__Given instruction__:
Rewrite the records below, changing "Place a point on" to "Put a dot on" wherever it occurs and leaving everything else as it is.

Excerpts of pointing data

--- start ---

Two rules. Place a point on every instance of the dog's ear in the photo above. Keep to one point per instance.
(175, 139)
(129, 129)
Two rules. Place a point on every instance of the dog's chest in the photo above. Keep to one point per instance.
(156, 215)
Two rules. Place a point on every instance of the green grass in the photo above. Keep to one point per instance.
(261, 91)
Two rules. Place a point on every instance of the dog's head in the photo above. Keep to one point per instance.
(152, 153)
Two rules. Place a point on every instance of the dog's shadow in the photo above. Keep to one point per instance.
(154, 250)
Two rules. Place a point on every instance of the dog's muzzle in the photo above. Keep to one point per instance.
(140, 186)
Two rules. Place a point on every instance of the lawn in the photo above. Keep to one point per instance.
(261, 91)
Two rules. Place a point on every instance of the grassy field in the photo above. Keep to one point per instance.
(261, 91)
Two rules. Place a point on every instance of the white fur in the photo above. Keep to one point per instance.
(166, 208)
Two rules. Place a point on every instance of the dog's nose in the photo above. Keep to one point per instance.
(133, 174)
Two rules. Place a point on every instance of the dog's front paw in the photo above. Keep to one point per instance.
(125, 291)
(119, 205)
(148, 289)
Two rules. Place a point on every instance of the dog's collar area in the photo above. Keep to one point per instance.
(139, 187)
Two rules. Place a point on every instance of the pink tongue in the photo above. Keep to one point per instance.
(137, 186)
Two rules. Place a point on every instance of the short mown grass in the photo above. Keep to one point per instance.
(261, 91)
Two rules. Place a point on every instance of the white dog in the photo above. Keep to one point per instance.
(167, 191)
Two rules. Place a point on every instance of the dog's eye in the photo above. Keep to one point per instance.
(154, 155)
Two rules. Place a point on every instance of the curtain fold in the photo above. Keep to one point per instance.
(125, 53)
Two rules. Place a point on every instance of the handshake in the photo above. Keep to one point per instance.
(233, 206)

--- end ---

__Output of the exercise__:
Two rules. Put a dot on every instance of the dog's ear in the photo above. Keep to one point per instance.
(175, 139)
(129, 129)
Two rules. Put a dot on every instance of the dog's chest in the photo above. Keep to one point per instance.
(156, 215)
Two rules. Put a dot on every instance of the green grass in the photo above. Keep to one point per instance.
(261, 91)
Two rules. Put a dot on every instance of the dog's head in the photo above. Keep to one point per instance.
(152, 153)
Two rules. Put a dot on every instance of the dog's shadow in the photo above. Keep to one point per instance.
(154, 250)
Two rules. Put a dot on every instance of the dog's muzzle in the photo above. Keep to one point per instance.
(140, 186)
Two rules. Put a dot on every instance of the lawn in the photo above. Keep to one point per instance.
(261, 91)
Two rules. Put a dot on every instance of the grassy field in the photo above. Keep to one point per instance.
(261, 91)
Two rules. Put a dot on every instance of the white fur in the photo above. Keep to one point per instance.
(166, 208)
Two rules. Put a dot on every instance of the dog's nose in the photo above. Keep to one point per instance.
(133, 174)
Two rules. Put a dot on every instance of the dog's front paw in the photo above. Keep to one point per instance.
(125, 291)
(119, 205)
(148, 289)
Two rules. Put a dot on every instance of the dog's collar area in the photo above. Keep to one point per instance.
(139, 187)
Two rules. Put a dot on every instance of the pink tongue in the photo above. Keep to one point per instance.
(137, 186)
Two rules. Put a dot on every instance of the short mown grass in the photo above. Keep to one point per instance.
(261, 91)
Two rules. Put a dot on every instance of the white dog in the photo above. Keep to one point per instance.
(167, 191)
Two rules. Put a dot on every instance of the dog's eye in the photo above. Keep to one point per instance.
(154, 155)
Two rules. Put a dot on every instance of the curtain fold in the photo above. Keep to one point per instance.
(125, 53)
Two rules. Put a dot on every instance of the handshake in the photo above. Keep to one point per instance.
(233, 206)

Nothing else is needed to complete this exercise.